━━━━━ Records shown ━━━━━

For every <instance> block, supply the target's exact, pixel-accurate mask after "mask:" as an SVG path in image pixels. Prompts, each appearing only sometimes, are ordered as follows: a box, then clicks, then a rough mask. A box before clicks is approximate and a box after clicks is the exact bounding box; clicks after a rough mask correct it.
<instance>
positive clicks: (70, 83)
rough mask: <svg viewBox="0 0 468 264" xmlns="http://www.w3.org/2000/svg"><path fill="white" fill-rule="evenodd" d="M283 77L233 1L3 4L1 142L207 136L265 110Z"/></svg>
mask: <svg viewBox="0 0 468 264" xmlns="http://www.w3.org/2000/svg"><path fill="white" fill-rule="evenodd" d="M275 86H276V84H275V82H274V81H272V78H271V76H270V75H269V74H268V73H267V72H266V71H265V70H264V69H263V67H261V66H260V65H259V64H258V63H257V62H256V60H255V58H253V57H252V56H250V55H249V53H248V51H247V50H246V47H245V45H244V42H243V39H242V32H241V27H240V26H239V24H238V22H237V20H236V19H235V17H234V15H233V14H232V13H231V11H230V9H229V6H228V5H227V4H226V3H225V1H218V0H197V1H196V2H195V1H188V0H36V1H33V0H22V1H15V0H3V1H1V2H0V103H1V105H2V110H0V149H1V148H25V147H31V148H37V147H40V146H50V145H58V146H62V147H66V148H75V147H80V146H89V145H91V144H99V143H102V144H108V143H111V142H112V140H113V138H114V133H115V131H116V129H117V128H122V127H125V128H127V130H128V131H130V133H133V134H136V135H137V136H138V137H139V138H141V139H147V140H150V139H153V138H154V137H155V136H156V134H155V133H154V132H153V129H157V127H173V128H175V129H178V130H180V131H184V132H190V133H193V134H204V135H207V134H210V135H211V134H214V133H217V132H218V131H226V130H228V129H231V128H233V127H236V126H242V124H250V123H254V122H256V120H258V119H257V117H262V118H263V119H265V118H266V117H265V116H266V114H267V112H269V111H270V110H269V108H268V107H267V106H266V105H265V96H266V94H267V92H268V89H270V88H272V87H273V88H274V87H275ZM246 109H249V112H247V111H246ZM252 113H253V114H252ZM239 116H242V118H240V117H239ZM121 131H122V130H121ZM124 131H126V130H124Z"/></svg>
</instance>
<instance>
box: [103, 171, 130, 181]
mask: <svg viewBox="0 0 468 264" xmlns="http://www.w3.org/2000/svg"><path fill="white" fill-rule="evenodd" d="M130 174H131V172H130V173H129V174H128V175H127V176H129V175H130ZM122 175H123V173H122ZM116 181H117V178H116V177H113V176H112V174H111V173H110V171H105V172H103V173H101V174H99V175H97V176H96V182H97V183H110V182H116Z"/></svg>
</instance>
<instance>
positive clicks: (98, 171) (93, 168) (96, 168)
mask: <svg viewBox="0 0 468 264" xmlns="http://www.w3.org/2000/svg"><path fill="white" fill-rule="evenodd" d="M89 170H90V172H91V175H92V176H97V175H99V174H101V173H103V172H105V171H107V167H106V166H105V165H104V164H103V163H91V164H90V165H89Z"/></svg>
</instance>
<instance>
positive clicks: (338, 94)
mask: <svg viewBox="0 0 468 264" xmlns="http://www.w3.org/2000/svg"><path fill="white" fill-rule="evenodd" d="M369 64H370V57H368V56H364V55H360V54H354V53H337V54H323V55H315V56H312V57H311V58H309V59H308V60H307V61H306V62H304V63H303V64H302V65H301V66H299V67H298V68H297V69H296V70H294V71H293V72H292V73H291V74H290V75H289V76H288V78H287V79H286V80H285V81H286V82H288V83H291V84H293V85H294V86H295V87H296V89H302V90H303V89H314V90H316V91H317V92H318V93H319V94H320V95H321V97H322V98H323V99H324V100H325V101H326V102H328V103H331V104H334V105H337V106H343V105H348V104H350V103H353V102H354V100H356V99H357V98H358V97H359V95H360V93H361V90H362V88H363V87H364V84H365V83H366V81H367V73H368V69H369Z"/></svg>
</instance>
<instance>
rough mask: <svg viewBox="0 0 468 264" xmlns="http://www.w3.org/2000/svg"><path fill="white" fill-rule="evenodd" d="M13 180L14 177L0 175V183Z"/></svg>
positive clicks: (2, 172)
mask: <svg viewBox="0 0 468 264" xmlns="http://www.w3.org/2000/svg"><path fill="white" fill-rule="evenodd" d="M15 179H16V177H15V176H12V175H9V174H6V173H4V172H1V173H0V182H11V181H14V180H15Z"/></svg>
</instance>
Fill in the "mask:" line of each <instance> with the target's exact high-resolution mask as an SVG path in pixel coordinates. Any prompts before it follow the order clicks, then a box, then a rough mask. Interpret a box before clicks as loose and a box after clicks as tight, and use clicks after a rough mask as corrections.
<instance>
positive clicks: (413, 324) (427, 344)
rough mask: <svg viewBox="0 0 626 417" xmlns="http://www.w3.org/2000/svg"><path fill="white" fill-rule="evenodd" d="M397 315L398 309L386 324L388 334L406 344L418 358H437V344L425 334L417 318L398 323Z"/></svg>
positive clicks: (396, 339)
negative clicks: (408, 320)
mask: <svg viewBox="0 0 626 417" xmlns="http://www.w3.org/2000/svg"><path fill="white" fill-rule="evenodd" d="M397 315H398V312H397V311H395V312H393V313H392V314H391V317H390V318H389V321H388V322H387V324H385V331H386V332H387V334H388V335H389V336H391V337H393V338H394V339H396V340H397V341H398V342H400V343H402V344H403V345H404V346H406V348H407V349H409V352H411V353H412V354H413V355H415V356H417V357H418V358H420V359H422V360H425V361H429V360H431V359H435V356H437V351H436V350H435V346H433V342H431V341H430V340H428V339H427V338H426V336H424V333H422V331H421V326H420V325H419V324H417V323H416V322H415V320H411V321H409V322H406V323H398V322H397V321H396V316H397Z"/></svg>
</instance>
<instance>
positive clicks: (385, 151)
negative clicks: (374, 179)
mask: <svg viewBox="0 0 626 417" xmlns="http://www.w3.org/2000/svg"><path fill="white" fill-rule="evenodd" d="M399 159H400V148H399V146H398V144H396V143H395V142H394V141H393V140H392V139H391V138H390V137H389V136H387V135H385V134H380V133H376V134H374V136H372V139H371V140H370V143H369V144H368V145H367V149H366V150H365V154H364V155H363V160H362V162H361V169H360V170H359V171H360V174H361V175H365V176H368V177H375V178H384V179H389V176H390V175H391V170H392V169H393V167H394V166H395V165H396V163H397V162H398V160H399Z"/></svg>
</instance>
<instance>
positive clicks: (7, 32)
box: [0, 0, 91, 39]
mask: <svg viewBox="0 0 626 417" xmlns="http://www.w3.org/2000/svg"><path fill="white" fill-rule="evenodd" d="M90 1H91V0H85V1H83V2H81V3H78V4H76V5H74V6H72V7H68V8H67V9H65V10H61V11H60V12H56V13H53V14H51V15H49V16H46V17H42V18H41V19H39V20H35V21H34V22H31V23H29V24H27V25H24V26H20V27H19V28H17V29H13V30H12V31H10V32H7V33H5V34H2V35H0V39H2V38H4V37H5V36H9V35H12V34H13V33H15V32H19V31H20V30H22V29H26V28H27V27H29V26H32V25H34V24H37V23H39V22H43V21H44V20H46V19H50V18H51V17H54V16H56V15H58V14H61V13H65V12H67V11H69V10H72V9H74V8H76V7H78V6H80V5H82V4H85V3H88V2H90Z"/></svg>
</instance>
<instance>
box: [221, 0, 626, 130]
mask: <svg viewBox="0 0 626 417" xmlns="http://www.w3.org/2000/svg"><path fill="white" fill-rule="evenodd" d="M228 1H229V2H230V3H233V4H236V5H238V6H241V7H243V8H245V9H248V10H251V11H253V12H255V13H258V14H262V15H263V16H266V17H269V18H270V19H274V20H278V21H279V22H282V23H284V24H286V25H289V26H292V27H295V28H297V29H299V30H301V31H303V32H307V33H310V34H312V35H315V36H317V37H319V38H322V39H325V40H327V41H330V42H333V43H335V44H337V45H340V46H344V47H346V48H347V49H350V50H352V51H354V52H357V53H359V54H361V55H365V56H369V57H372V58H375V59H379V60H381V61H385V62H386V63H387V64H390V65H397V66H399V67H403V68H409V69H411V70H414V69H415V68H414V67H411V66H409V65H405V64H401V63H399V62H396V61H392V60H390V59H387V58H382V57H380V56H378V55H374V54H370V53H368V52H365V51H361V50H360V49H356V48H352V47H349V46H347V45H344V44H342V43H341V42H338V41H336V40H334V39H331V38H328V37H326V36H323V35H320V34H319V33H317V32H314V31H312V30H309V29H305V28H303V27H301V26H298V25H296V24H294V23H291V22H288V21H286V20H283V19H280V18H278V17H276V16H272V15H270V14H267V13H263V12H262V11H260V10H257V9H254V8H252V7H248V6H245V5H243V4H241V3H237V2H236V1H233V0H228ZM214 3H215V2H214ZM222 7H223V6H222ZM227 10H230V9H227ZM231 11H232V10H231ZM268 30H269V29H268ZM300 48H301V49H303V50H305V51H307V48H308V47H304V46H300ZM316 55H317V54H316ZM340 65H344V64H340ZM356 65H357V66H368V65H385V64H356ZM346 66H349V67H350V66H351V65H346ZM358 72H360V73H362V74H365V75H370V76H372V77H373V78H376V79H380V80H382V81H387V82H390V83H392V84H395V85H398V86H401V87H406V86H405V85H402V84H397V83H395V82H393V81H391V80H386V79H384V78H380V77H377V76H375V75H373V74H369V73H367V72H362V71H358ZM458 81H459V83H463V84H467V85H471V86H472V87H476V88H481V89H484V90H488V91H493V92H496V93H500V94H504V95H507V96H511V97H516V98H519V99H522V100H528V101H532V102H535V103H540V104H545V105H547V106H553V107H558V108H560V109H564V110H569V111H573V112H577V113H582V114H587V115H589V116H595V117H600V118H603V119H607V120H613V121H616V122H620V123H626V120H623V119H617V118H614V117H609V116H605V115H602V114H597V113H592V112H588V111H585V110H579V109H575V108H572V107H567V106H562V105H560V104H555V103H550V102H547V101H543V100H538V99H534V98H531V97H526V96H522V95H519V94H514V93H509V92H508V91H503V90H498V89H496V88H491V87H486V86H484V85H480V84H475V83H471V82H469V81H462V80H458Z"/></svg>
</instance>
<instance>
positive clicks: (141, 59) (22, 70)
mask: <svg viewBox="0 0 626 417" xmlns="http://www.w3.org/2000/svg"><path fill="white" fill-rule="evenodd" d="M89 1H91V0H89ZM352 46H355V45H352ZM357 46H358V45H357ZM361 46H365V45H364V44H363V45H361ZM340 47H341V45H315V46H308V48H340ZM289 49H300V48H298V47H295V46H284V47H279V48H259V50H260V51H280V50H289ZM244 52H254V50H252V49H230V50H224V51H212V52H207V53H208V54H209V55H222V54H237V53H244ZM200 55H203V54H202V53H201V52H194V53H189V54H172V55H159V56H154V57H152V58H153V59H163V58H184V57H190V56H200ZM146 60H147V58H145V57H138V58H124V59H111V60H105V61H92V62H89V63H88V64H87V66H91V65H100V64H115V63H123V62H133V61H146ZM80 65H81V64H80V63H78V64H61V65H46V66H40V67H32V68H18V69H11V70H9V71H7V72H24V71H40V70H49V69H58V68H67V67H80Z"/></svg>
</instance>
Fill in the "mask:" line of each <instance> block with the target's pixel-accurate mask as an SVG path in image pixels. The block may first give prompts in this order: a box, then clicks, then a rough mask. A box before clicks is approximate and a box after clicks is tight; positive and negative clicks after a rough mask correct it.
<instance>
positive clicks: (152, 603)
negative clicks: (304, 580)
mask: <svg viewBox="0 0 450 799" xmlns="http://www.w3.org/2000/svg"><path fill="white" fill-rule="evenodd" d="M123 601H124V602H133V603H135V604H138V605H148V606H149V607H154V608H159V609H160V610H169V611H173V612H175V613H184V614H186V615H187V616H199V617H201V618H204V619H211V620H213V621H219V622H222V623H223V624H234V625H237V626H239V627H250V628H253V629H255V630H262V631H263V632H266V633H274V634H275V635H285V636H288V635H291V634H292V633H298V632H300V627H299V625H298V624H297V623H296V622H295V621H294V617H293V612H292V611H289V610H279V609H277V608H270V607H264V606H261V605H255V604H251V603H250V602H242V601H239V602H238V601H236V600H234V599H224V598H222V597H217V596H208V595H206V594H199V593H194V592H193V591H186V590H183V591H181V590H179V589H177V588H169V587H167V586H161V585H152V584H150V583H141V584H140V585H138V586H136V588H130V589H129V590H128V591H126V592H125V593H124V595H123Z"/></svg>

━━━━━

◆ **Task directions**: In the records above, find each line with the string "pixels" and list it.

◆ **Solution for this task**:
For every <instance> block, supply the target's exact, pixel-accurate mask after "mask:" as an SVG path in image pixels. Prompts, each appearing only sometimes, are ordered as follows: a box, then clicks, then a rough mask. A box before clicks is approximate and a box after clicks is the exact bounding box; clicks after a rough mask correct it.
Fill in the "mask:" line of each <instance> block with the target's pixel-accurate mask as an SVG path in image pixels. The block may first give prompts in this order: a box, then clicks, then a rough mask. A box before clicks is approximate and a box after clicks is tight; positive and negative clicks after a rough mask correct it.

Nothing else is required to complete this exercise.